What you have to do: Rewrite the stretch of the items from the line containing "stamen in the photo above." through the end of the items as a Markdown table with the columns No. and Line, numbering each row and leaving out blank lines.

(Pointing items)
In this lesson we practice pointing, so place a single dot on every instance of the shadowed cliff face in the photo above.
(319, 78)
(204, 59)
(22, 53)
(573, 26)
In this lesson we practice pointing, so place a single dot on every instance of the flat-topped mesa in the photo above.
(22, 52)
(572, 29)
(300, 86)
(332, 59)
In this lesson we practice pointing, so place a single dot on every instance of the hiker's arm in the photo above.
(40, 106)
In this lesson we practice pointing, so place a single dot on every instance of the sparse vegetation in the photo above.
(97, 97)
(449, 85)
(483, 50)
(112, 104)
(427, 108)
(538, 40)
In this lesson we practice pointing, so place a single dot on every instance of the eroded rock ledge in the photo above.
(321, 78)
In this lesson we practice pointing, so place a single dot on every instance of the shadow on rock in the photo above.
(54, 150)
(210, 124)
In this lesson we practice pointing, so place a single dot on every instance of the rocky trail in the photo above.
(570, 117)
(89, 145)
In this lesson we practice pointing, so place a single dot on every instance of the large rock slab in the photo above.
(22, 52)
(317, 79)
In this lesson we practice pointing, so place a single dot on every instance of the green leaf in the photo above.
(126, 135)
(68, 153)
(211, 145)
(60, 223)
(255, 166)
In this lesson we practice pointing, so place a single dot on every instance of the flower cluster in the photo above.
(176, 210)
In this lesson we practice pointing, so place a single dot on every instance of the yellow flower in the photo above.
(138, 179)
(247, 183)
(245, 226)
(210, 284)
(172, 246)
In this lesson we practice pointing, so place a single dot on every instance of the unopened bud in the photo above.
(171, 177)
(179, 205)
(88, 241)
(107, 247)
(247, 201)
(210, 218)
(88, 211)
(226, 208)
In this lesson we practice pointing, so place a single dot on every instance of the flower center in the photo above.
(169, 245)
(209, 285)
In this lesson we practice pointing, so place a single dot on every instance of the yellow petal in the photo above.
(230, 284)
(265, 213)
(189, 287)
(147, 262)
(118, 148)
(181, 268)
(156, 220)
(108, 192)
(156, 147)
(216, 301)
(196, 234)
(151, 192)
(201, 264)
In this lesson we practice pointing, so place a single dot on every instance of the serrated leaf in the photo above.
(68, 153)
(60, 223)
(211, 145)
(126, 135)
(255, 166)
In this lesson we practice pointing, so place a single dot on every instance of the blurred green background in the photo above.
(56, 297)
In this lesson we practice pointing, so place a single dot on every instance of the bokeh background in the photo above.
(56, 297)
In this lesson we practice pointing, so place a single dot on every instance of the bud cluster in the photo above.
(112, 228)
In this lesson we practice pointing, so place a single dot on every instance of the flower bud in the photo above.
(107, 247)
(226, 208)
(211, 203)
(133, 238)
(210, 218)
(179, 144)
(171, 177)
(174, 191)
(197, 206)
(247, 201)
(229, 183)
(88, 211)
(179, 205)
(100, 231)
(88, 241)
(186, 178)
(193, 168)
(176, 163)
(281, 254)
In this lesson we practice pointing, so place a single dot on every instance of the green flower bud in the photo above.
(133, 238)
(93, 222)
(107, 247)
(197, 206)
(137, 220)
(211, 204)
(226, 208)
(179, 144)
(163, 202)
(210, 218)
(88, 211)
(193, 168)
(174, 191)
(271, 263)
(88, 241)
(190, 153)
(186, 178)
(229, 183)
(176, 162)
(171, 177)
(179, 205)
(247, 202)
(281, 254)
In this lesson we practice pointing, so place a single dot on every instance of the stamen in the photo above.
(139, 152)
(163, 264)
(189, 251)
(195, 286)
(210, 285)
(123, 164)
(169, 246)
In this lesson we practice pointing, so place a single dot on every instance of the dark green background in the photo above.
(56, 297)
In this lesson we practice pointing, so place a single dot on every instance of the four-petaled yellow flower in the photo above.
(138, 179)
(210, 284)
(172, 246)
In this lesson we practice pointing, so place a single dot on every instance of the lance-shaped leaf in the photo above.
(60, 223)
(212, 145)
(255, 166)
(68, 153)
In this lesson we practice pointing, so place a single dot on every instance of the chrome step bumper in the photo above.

Written response:
| No. | Line |
|---|---|
| 1 | In this lesson we practice pointing, so place a single dot on every instance of the stamen in the photo above. |
| 2 | (139, 152) |
| 3 | (163, 264) |
| 4 | (189, 251) |
| 5 | (195, 286) |
| 6 | (210, 285) |
| 7 | (123, 164) |
| 8 | (169, 246) |
| 9 | In this lesson we practice pointing, so place a single dot on every instance of the dark green background in the photo above. |
| 10 | (56, 297) |
| 11 | In this lesson we practice pointing, so place a single dot on every instance of the four-petaled yellow flower in the photo above. |
| 12 | (138, 179) |
| 13 | (210, 284) |
| 14 | (172, 246) |
| 15 | In this lesson we practice pointing, so place a single dot on every instance of the lance-shaped leaf in the photo above. |
| 16 | (60, 223) |
| 17 | (212, 145) |
| 18 | (255, 166) |
| 19 | (68, 153) |
| 20 | In this lesson we practice pointing, so place a single dot on every instance of the chrome step bumper in the photo above. |